--- Start Records to use ---
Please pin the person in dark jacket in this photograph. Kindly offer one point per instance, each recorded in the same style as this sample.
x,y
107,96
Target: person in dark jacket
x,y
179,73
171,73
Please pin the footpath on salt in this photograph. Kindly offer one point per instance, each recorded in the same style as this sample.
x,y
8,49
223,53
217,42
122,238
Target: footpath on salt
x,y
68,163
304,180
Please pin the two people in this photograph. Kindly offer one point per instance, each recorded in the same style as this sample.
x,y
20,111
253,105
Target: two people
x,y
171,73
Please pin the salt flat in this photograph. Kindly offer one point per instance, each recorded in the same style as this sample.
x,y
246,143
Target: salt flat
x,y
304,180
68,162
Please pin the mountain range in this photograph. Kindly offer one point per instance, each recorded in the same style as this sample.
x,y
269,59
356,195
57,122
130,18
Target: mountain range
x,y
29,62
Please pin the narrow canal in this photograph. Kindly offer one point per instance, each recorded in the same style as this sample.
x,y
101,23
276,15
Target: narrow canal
--- End Records to use ---
**What is being asked:**
Without omitting anything, output the entries exactly.

**Response:**
Please pin the person in dark jacket in this photograph. Kindly offer one point per instance, each recorded in the same style as this sample.
x,y
107,96
Target: person in dark jacket
x,y
179,73
171,73
Please pin the footpath on salt in this photograph. Kindly offer one point per instance, each recorded in the same style as this sample.
x,y
8,49
223,53
217,42
122,238
Target: footpath on salt
x,y
68,163
304,180
Please pin the two people in this photograph. Kindly offer one point per instance, each recorded in the same style as this sample.
x,y
20,111
253,105
Target: two people
x,y
171,73
Please pin the salt flat in this photograph. Kindly offer one point per instance, each recorded in the same style as this sample.
x,y
246,143
Target: salt flat
x,y
304,180
68,162
Please pin the mountain range in this photograph. Kindly offer one point per instance, each recorded in the same style as this sample.
x,y
269,59
356,195
57,122
130,18
Target: mountain range
x,y
29,62
Please pin the narrow canal in this photograph. Kindly offer one point per instance, each recorded in the same style as this sample.
x,y
101,23
276,15
Target: narrow canal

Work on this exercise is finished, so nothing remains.